*Records shown*.

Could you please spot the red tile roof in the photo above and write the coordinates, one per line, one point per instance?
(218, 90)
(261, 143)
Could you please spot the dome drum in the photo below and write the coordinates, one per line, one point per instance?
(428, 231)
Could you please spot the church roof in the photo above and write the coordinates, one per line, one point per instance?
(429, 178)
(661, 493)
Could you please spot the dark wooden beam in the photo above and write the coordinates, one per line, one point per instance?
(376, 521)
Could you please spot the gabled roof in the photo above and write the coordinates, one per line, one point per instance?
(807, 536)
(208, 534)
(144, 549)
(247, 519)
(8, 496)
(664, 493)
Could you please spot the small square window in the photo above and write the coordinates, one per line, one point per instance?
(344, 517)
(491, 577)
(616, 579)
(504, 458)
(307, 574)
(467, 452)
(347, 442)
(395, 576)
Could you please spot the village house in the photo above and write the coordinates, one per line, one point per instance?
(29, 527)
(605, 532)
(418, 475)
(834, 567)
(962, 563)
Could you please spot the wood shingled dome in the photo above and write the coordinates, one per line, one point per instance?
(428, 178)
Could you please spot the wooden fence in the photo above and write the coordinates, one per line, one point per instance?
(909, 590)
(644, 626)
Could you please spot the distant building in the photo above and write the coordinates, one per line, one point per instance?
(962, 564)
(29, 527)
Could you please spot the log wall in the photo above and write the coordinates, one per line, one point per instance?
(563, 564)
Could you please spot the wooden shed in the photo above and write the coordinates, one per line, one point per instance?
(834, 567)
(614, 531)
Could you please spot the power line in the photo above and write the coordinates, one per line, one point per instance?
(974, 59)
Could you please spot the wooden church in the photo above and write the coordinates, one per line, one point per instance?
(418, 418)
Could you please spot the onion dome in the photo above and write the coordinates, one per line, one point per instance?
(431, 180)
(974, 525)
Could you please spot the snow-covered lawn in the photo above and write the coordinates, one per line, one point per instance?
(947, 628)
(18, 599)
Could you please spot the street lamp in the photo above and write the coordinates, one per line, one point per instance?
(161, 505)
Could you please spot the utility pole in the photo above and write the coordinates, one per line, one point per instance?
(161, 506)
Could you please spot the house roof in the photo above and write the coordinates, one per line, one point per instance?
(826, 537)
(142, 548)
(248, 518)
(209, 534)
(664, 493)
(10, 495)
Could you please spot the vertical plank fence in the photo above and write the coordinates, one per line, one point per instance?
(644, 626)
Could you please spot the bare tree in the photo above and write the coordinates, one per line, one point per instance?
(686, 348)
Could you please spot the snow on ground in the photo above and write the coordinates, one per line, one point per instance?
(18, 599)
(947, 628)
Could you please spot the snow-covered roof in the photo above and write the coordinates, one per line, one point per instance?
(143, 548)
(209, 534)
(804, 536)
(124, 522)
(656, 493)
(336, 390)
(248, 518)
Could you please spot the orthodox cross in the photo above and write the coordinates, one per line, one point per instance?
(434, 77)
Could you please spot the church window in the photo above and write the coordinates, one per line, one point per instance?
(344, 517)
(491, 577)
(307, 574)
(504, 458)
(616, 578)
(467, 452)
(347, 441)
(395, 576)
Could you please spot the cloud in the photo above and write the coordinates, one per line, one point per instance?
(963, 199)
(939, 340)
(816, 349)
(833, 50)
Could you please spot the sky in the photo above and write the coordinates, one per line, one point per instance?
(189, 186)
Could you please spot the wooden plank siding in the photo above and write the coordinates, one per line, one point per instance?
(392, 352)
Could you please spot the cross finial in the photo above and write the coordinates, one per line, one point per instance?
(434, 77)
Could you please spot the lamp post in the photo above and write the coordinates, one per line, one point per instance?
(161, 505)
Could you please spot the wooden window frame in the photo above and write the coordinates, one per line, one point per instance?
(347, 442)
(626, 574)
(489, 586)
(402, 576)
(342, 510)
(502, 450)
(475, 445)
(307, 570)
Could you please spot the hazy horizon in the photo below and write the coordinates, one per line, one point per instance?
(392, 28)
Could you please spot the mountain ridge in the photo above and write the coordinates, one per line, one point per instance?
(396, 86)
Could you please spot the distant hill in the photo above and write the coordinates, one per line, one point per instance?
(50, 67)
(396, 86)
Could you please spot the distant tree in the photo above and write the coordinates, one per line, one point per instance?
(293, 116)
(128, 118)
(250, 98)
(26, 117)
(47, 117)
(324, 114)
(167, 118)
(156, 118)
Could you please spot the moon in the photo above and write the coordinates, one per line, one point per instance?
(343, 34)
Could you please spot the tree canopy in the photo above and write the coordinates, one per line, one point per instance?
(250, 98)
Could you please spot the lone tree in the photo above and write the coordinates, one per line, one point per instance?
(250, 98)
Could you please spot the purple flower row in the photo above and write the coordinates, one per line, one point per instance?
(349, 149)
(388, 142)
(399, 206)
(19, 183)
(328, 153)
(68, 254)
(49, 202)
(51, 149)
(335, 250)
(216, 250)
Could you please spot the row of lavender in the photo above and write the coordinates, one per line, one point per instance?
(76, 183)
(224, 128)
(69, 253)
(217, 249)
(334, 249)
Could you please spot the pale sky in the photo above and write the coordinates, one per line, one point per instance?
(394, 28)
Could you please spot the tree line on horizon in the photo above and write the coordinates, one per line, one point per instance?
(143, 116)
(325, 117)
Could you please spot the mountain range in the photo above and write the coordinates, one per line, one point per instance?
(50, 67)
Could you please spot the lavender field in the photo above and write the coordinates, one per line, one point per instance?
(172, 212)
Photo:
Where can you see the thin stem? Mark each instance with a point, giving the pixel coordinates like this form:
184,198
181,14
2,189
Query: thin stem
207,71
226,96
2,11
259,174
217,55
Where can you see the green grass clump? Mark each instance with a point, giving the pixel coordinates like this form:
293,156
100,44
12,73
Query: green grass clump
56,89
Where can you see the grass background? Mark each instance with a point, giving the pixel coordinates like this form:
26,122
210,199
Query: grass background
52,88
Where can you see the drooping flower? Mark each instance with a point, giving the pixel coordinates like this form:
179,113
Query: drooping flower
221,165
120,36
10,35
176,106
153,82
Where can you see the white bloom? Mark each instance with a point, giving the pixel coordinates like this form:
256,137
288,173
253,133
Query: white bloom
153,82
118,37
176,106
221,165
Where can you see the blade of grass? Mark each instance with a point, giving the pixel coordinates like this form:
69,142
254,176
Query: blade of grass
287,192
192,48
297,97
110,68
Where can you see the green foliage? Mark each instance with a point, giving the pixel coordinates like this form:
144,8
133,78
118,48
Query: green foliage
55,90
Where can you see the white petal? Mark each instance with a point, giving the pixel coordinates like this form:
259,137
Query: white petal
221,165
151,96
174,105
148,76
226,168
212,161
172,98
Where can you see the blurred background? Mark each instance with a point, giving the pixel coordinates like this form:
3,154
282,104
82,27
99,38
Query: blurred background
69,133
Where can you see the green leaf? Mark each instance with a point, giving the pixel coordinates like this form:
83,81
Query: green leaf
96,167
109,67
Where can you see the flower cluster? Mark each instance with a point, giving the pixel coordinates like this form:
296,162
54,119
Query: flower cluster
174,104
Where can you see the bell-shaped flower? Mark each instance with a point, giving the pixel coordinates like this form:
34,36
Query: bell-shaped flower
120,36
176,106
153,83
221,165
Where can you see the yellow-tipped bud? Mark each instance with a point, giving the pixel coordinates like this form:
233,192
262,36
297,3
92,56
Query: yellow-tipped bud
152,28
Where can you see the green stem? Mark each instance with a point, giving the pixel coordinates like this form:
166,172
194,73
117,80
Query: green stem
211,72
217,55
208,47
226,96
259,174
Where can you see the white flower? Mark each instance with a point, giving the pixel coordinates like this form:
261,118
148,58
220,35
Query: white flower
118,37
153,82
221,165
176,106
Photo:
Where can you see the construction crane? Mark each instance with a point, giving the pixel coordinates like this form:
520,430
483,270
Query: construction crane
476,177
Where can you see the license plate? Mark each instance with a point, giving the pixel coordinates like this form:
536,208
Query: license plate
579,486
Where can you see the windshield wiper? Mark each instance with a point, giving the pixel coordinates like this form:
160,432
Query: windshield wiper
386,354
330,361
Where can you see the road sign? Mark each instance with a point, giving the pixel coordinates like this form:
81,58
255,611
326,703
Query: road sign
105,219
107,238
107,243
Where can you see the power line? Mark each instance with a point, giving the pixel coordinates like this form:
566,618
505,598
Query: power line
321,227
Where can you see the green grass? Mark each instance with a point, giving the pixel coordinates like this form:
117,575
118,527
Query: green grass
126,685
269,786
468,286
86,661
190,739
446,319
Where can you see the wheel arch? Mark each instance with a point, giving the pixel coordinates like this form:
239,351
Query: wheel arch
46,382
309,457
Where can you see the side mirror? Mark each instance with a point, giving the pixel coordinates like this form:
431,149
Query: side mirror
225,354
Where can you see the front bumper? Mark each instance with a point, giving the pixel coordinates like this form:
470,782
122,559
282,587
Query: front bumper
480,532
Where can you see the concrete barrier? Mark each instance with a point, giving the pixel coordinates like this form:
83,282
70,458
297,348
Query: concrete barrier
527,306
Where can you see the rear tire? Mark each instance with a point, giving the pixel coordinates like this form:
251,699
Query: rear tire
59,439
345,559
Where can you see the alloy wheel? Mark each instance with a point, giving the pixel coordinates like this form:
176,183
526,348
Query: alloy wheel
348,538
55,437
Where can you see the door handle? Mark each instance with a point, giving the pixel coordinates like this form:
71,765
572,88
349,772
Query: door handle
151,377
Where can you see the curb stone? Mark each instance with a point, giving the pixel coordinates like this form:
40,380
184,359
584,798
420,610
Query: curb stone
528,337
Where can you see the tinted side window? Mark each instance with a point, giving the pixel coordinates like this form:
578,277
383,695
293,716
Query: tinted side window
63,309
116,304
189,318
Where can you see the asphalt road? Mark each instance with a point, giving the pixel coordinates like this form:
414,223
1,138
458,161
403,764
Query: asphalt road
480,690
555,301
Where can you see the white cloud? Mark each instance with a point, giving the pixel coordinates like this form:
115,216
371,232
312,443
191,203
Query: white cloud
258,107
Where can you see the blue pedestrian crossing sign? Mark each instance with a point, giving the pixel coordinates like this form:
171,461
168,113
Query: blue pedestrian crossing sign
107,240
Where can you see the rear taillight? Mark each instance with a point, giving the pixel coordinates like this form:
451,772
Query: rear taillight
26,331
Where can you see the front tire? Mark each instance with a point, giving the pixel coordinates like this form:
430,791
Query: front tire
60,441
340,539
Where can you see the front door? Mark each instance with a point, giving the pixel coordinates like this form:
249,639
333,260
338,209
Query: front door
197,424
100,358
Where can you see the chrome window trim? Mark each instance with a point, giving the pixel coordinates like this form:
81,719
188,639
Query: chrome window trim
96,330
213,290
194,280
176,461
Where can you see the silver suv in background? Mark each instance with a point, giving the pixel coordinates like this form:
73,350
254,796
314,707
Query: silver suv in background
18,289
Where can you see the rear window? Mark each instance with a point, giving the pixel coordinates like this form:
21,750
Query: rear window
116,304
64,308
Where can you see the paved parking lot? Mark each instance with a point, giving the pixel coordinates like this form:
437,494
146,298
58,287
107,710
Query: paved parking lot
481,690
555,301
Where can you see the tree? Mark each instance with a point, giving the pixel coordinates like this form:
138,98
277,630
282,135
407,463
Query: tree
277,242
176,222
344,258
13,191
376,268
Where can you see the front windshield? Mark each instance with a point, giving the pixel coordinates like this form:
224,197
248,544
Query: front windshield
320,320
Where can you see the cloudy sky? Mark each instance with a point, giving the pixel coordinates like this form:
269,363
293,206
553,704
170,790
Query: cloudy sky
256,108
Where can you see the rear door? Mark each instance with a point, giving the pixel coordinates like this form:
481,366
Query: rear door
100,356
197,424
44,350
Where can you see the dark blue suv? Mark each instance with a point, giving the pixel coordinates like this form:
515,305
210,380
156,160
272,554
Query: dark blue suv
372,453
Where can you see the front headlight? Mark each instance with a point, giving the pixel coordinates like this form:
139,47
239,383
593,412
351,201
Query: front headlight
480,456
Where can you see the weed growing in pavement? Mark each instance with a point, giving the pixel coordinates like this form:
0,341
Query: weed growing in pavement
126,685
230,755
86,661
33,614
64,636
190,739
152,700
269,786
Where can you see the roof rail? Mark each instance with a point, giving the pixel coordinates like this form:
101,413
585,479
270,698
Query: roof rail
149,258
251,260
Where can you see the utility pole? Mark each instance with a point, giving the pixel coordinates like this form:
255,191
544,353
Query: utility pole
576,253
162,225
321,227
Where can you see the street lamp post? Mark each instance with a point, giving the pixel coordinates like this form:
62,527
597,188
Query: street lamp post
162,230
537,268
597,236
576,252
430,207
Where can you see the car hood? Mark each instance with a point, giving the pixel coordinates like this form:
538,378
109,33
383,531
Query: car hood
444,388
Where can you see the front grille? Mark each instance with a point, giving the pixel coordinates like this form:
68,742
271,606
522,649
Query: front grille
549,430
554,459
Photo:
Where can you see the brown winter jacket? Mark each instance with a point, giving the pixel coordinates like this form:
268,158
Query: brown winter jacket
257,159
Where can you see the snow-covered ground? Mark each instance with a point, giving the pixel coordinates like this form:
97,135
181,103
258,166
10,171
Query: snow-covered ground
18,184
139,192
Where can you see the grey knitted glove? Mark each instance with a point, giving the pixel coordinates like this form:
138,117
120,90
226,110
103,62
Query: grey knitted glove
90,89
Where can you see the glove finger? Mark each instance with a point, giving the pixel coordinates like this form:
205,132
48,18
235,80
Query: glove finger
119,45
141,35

*Goal*. From the line holding "Where can you see the snow-covered" through the last line above, reproduce each line exactly and add nothing.

*Full output*.
Where can you see the snow-covered ground? Mark each instance with a point, giving the pixel coordinates like this form:
97,135
181,103
258,166
10,171
Query: snow-covered ground
18,184
139,192
Where can you see the grey knitted glove? Mark each instance with a point, giving the pixel coordinates like this form:
138,117
120,90
226,110
103,62
Query: grey knitted glove
90,89
Where can you see the glove finger? Mark each instance with a point, giving the pixel coordinates like this form:
205,132
48,18
235,80
Query: glove finger
119,45
141,35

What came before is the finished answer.